[TEXT EXCERPT — start]

Judges appointed by both Democrats and Republicans, election officials of both parties and Trump’s own attorney general have dismissed the claims. A coalition of federal and state election officials called the 2020 election the “most secure” in U.S. history, and post-election audits across the country found no significant anomalies.
In Antrim County, a judge had allowed a forensic exam of voting equipment after a brief mix-up of election results led to a suit alleging fraud. It was dismissed in May. Hursti said the date on the software release matches the date of the forensic exam.
Calls seeking information from Antrim County’s clerk and the local prosecutor’s office were not immediately returned; a call to the judge’s office was referred to the county clerk. The Michigan secretary of state’s office declined comment.
In Colorado, federal, state and local authorities are investigating whether Mesa County elections staff might have provided unauthorized individuals access to their systems. The county elections clerk, Tina Peters, appeared onstage with Lindell in South Dakota and told the crowd her office was being targeted by Democrats in the state.
Colorado Secretary of State Jena Griswold said she alerted federal election security officials of the breach and was told it was not viewed as a “significant heightening of the election risk landscape at this point.” This past week, Mesa County commissioners voted to replace voting equipment that Griswold had ordered could no longer be used.
Geoff Hale, who leads the election security effort at the U.S. Cybersecurity and Infrastructure Security Agency, said his agency has always operated on the assumption that system vulnerabilities are known by malicious actors. Election officials are focused instead on ways they can reduce risk, such as using ballots with a paper record that can be verified by the voter and rigorous post-election audits, Hale said.

[TEXT EXCERPT — finish]

● WHAT NEEDS TO BE DONE:
Rewrite everything in the election security text from "Colorado Secretary of" down to "audits, Hale said.", substituting "printed record" for "paper record".

[ENTRIES SHOWN — start]

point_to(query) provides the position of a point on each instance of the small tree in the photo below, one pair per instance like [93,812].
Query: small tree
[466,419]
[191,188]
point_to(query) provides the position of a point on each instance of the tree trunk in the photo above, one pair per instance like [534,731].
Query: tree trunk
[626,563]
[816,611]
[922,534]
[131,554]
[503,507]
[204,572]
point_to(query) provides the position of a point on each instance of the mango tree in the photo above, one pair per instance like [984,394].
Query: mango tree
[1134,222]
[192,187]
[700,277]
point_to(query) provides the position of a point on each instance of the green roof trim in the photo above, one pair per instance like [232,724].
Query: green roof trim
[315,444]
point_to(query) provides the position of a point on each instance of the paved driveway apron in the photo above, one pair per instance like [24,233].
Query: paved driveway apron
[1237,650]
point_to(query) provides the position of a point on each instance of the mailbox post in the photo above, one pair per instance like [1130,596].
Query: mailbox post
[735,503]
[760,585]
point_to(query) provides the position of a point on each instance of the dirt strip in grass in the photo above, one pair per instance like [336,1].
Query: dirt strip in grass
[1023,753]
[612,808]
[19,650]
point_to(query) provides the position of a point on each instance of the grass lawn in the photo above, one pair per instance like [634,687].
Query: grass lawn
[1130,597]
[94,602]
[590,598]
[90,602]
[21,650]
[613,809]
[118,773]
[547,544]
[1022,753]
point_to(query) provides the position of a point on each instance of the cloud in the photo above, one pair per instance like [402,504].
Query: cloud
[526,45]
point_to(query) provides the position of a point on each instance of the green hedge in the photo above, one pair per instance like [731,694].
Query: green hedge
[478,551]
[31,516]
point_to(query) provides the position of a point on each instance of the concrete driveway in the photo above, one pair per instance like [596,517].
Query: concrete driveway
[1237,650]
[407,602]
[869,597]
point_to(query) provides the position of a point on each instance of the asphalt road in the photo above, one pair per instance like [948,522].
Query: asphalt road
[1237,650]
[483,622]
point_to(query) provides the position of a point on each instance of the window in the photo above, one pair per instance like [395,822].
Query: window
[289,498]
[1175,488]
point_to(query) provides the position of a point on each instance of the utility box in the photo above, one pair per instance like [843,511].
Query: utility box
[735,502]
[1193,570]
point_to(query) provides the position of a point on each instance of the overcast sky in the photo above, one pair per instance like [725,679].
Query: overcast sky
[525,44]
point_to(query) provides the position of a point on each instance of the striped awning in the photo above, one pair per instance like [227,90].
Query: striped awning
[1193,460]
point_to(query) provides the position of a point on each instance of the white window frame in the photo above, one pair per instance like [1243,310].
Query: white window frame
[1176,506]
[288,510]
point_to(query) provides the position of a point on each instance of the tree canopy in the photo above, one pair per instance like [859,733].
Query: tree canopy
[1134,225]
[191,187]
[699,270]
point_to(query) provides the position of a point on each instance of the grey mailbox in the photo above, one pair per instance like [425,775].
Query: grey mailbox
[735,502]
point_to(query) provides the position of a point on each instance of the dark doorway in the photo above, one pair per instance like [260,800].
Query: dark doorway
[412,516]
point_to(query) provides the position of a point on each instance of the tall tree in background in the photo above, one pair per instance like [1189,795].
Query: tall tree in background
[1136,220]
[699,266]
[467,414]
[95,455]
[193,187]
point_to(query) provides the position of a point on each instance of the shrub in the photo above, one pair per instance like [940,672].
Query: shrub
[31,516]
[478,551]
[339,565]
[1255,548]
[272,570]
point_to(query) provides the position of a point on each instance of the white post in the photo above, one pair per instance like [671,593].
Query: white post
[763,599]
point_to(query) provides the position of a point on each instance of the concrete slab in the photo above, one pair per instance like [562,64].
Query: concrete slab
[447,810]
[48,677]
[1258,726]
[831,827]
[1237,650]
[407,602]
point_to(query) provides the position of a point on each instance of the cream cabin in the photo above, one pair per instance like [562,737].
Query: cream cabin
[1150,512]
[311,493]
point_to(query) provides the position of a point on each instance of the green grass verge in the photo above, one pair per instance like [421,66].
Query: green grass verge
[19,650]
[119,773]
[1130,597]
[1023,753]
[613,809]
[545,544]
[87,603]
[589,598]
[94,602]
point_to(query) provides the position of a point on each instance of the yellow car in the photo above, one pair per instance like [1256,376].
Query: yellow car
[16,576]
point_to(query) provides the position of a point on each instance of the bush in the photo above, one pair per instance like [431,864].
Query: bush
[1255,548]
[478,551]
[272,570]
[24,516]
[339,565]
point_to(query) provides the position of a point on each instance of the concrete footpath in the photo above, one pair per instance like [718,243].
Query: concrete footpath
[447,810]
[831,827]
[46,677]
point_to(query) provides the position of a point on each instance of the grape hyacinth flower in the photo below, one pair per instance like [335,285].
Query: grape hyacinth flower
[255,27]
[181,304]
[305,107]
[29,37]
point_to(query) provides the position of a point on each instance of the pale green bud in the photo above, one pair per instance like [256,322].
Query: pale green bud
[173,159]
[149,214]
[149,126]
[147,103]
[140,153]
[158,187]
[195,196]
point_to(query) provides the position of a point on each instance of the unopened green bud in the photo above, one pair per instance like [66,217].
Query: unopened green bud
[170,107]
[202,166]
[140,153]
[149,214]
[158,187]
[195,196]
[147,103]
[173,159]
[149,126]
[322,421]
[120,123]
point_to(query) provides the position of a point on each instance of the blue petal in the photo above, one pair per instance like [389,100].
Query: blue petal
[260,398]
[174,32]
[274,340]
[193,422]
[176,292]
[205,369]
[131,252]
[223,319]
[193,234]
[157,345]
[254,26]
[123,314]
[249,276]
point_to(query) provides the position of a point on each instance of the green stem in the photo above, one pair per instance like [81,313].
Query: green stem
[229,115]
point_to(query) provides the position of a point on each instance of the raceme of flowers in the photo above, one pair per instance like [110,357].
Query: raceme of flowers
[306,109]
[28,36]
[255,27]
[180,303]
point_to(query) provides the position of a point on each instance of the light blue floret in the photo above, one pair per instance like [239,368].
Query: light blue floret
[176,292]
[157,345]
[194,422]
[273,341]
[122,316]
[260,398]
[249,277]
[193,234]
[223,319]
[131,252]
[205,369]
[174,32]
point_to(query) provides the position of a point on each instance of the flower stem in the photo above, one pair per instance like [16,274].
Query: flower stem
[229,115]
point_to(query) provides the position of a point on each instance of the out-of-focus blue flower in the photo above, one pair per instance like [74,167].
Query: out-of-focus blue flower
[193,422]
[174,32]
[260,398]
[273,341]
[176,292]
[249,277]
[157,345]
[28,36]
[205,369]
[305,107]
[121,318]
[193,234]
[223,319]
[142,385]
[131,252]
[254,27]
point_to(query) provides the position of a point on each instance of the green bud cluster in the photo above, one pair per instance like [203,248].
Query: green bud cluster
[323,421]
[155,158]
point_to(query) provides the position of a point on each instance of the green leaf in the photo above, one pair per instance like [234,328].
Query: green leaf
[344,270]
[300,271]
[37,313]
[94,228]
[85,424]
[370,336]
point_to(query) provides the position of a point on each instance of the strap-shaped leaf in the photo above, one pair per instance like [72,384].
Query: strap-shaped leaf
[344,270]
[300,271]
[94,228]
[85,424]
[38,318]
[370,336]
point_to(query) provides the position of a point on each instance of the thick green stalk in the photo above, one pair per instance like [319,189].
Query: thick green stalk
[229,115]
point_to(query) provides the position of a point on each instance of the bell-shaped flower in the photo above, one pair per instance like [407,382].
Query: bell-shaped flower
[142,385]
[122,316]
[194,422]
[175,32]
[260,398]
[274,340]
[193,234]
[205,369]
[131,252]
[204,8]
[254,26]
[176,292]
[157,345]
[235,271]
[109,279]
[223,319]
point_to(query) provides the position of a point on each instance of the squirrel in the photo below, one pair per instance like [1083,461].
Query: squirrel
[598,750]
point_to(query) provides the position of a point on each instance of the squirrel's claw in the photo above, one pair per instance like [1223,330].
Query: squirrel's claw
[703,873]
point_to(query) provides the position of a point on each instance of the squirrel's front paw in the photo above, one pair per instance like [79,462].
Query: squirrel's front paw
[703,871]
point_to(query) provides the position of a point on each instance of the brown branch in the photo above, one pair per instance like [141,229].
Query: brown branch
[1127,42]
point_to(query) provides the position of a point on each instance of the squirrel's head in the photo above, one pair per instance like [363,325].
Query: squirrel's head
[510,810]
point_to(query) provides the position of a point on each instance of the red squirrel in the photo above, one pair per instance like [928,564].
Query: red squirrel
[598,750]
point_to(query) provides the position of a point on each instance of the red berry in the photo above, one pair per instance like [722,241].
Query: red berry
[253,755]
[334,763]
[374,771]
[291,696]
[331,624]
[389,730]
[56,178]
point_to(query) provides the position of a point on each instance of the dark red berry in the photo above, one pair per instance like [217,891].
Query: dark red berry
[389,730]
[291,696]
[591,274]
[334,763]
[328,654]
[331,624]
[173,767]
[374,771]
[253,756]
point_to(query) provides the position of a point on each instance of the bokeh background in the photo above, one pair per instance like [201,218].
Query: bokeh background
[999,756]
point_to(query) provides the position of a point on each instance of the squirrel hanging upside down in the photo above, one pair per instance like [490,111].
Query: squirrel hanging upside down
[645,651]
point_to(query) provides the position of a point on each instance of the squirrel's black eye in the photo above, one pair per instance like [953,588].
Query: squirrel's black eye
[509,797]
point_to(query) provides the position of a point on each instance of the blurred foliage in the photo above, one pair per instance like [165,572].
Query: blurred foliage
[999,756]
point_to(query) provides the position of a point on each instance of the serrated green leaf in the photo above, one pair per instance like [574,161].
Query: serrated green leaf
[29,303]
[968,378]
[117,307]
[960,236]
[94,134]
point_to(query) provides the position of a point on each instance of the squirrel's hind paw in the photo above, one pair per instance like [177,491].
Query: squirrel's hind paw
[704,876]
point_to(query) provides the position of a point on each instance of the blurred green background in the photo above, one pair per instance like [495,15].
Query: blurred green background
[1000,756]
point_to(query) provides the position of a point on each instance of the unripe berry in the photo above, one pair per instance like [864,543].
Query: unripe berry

[ENTRIES SHOWN — finish]

● EXERCISE SOLUTION:
Colorado Secretary of State Jena Griswold said she alerted federal election security officials of the breach and was told it was not viewed as a “significant heightening of the election risk landscape at this point.” This past week, Mesa County commissioners voted to replace voting equipment that Griswold had ordered could no longer be used.
Geoff Hale, who leads the election security effort at the U.S. Cybersecurity and Infrastructure Security Agency, said his agency has always operated on the assumption that system vulnerabilities are known by malicious actors. Election officials are focused instead on ways they can reduce risk, such as using ballots with a printed record that can be verified by the voter and rigorous post-election audits, Hale said.